• [Work to be completed]: From the Spark overview below, list the libraries that have their own descriptions under the heading "Spark libraries." Leave out the Spark Core engine.

• [Source]:

------------------------------

Spark was written in Scala, which is considered the primary language for interacting with the Spark Core engine. Out of the box, Spark also comes with API connectors for using Java, R, and Python.

Spark libraries

  • The Spark Core engine functions partly as an application programming interface (API) layer and underpins a set of related tools for managing and analyzing data.
  • Spark SQL -- One of the most commonly used libraries, Spark SQL enables users to query data stored in disparate applications using the common SQL language.
  • Spark Streaming -- This library allows users to build applications that analyze and present data in real time.
  • MLlib -- A library of machine learning code that enables users to apply advanced statistical operations to data in their Spark cluster and to build applications around these analyses.
  • GraphX -- A built-in library of algorithms for graph-parallel computation.

RDDs, DataFrames, and Datasets

An RDD is an immutable distributed collection of elements of data, partitioned across nodes in a cluster that can be operated in parallel with a low-level API that offers transformations and actions.

Like an RDD, a DataFrame is an immutable distributed collection of data. However, unlike an RDD, data is organized into named columns, like a table in a relational database.

------------------------------

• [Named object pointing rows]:
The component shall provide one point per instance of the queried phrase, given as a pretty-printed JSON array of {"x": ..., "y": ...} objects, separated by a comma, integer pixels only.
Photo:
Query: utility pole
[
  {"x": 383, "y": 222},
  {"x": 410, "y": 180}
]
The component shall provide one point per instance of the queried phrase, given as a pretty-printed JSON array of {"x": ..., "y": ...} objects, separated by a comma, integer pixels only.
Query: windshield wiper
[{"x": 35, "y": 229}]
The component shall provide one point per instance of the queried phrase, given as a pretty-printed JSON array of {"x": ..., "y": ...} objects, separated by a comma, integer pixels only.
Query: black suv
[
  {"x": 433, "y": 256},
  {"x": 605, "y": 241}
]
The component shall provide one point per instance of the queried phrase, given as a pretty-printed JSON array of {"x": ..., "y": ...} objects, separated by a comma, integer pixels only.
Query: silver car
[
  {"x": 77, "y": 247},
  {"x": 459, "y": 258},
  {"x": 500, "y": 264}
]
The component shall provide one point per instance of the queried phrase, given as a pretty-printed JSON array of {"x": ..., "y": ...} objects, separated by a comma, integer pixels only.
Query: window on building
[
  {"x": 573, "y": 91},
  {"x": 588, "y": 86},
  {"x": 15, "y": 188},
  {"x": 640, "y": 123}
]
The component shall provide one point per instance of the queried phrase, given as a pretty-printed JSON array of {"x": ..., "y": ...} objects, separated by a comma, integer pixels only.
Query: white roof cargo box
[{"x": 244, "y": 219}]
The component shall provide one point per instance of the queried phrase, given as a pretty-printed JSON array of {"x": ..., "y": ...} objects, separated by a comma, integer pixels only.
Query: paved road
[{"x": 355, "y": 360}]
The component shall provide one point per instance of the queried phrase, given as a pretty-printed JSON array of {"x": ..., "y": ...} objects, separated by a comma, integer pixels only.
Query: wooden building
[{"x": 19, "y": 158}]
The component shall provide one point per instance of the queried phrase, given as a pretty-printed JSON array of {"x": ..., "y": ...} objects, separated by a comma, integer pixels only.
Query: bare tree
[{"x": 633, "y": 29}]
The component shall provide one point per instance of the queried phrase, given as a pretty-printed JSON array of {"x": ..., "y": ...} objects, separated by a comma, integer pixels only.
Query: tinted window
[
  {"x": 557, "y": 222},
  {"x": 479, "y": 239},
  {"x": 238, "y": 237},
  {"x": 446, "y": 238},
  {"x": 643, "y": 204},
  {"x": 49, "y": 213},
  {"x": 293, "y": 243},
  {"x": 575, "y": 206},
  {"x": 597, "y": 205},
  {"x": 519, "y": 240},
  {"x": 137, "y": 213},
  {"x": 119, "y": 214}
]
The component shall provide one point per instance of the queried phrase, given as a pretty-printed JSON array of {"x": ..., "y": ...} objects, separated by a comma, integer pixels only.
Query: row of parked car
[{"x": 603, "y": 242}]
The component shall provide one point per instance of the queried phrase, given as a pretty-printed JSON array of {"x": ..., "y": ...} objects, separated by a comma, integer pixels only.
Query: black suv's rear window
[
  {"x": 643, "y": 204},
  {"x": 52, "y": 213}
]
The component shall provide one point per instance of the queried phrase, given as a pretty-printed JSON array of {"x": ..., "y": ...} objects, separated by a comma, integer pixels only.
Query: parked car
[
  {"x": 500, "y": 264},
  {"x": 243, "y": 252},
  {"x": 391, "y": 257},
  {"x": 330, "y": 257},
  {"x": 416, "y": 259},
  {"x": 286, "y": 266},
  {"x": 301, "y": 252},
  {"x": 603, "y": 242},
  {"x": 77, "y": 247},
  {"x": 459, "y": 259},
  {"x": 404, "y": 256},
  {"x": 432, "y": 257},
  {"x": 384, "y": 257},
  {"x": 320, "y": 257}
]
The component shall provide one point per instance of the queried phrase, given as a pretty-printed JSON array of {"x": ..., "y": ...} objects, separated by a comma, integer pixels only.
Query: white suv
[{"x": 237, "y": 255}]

------------------------------

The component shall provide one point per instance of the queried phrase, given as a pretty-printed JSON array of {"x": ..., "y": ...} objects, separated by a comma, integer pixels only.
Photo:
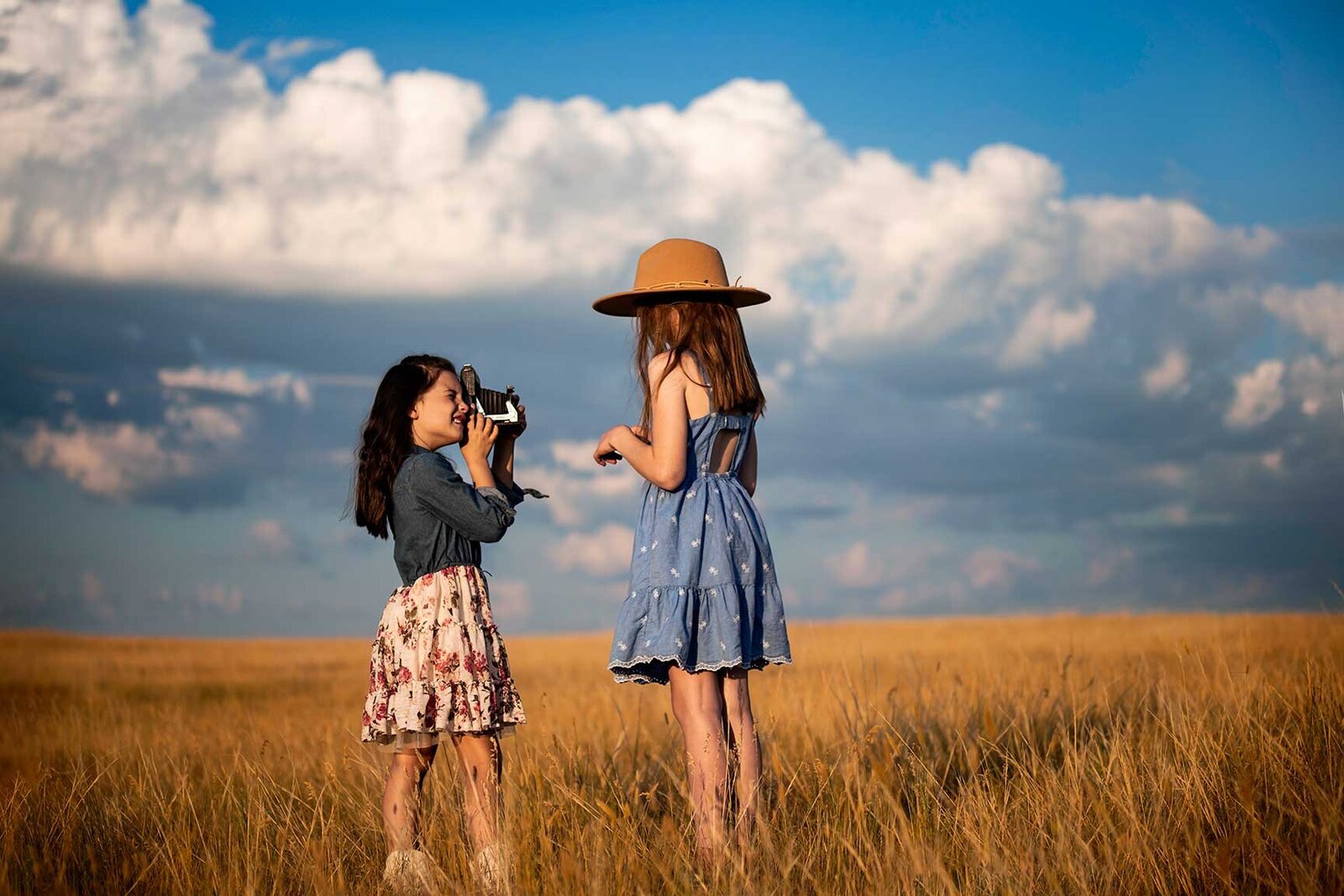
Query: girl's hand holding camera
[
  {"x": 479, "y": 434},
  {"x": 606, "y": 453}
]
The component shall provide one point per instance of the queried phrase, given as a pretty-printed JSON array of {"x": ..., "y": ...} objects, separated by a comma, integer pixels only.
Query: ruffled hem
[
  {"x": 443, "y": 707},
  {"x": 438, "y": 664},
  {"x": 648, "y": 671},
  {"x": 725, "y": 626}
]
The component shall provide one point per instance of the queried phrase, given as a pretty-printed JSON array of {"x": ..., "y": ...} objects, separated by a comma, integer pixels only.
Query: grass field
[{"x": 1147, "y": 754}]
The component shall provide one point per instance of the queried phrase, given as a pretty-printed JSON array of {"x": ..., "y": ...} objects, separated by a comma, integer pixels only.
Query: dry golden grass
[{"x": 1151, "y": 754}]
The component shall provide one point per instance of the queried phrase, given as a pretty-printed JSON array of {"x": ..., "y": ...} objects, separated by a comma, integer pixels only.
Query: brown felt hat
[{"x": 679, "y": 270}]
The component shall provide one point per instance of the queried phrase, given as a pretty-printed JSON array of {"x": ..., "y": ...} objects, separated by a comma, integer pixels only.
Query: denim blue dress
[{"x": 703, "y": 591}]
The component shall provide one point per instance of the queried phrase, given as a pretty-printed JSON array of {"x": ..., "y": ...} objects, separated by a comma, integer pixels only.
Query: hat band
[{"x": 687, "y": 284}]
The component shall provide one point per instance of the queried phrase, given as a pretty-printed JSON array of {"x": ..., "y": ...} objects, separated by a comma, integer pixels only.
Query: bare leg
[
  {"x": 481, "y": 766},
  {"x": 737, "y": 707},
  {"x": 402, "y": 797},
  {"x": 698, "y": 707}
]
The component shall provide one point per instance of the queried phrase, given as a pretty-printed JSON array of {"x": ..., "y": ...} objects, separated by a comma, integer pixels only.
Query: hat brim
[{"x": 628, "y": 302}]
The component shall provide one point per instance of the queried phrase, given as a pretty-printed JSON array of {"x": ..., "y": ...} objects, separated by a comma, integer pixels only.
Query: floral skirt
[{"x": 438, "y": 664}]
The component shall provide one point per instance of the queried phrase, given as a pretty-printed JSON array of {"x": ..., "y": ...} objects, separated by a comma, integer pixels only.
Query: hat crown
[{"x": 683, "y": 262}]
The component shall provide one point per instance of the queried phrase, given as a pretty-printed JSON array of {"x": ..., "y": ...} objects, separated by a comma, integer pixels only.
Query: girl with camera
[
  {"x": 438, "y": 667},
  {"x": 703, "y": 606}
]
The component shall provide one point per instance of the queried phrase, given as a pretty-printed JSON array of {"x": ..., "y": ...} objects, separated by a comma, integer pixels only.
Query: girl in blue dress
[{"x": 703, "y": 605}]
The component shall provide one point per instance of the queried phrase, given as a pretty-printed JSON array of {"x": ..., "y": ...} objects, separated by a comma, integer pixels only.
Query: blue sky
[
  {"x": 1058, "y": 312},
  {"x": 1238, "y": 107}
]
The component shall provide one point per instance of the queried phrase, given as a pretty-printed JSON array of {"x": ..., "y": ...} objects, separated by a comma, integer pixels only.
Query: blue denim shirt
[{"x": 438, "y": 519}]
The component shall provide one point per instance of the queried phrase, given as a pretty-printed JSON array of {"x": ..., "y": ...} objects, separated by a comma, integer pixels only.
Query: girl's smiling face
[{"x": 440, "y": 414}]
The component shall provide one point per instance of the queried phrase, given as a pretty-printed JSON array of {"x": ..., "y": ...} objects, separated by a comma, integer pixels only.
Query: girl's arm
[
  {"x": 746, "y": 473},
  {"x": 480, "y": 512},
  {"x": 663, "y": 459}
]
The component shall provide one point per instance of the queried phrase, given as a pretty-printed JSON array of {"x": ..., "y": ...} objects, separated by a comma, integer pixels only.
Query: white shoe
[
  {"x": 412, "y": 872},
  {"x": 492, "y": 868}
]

------------------------------

• [Task result]: Spark SQL, Spark Streaming, MLlib, GraphX